Each line below that includes the word "every" adds one to the count; give that count and nothing else.

Stored entries:
- Opening Delimiter -
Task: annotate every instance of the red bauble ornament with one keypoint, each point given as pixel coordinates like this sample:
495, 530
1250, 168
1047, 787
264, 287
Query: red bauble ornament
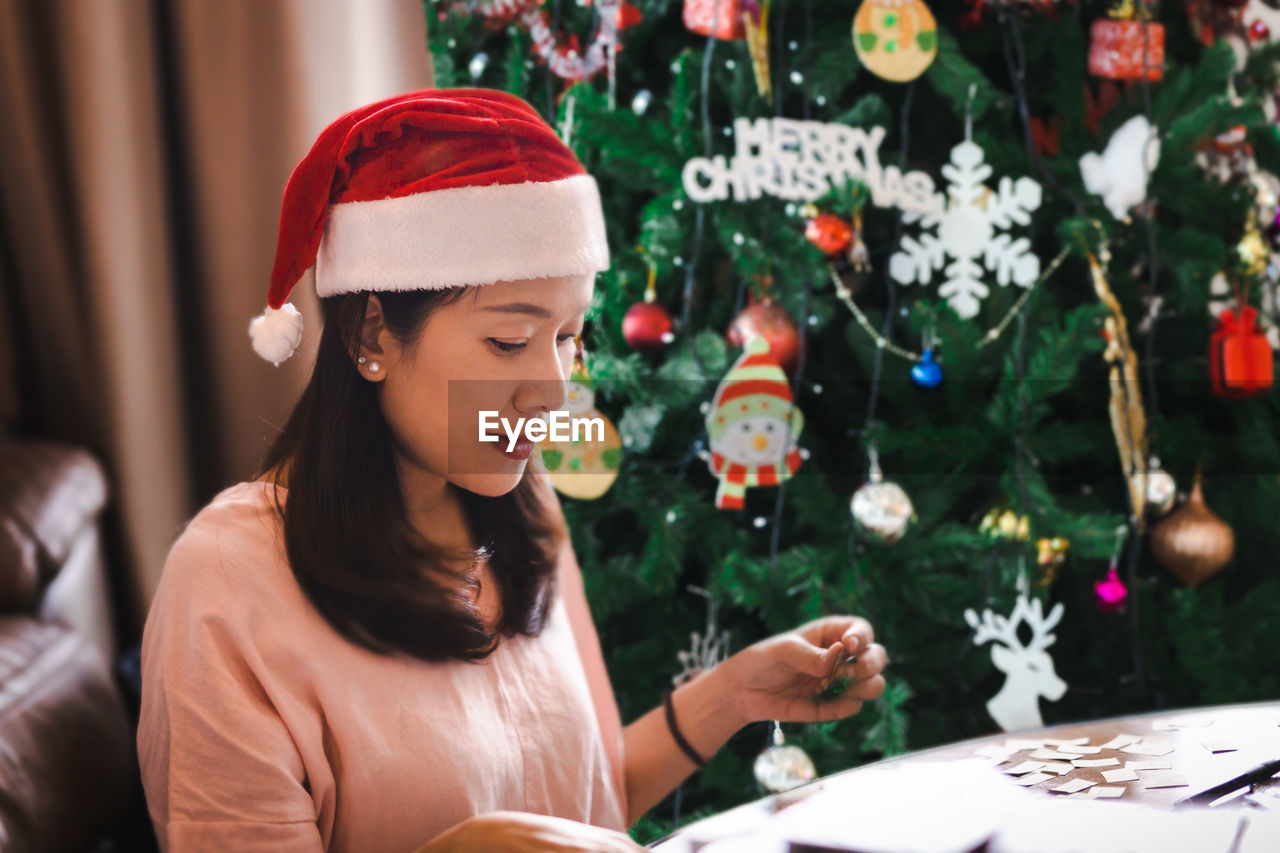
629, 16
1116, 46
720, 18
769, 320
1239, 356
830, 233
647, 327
- Closing Delimiter -
- Opening Delimiter -
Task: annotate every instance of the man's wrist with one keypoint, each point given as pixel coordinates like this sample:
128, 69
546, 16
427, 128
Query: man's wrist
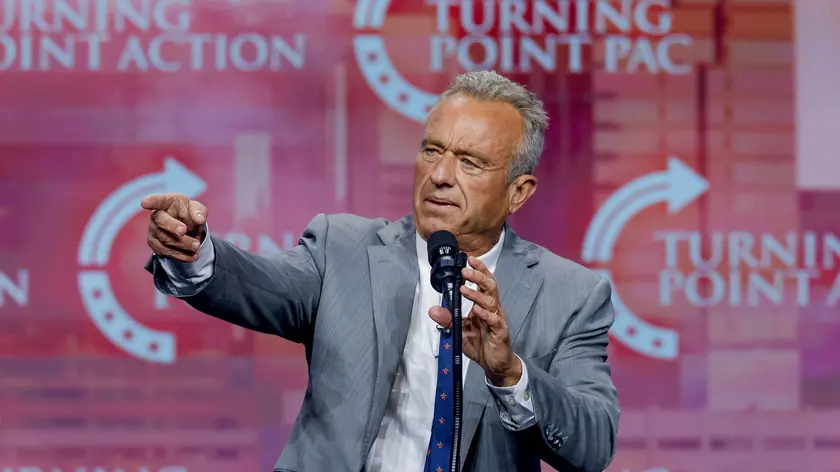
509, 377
- Closing Delimiter -
### ANSWER FOR THE TASK
2